Flatten the job just means to put all the Java class files in a single JAR. A JOB file is made up of a other JAR files, so you would unjar the JOB file, then unjar all the JAR files in there, then JAR them all back up into one big happy JAR file.

On Aug 3, 2009, at 2:33 PM, tigertail wrote:


Got to ask this again.

I installed and started Hadoop-0.20.0 on a cluster with two boxes properly. Then I just follow the steps Paul gave to install mahout on the master node. After that i can run canopy with no problem. But I cannot run kmeans. There
is always the error java.lang.NoClassDefFoundError:
com/google/gson/reflect/TypeToken.

Can Paul, or Grant, help me out this please, thanks!

EXCERPTED DATA ->
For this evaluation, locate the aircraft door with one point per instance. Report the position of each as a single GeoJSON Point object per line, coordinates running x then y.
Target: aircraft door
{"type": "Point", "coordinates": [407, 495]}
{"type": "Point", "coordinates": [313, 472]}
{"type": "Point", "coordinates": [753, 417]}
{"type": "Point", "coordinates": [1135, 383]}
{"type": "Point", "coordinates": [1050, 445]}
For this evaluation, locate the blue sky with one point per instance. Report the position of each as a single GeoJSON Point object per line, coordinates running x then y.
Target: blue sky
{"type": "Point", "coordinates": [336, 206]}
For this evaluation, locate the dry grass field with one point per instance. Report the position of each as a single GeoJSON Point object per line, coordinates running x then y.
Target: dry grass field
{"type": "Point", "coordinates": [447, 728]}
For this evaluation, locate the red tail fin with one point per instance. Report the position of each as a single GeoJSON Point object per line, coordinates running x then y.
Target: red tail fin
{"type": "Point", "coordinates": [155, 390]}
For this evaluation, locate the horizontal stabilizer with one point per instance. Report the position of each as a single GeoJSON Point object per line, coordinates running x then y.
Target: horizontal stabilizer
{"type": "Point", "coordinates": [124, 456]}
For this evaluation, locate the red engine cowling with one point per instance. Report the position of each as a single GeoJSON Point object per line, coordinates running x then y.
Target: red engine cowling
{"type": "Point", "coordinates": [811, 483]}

EXERCISE INSTRUCTIONS -> In the Mahout forum thread, which Hadoop version did the poster install on the two-box cluster? These entries come from a separate source.

THE ANSWER -> Hadoop-0.20.0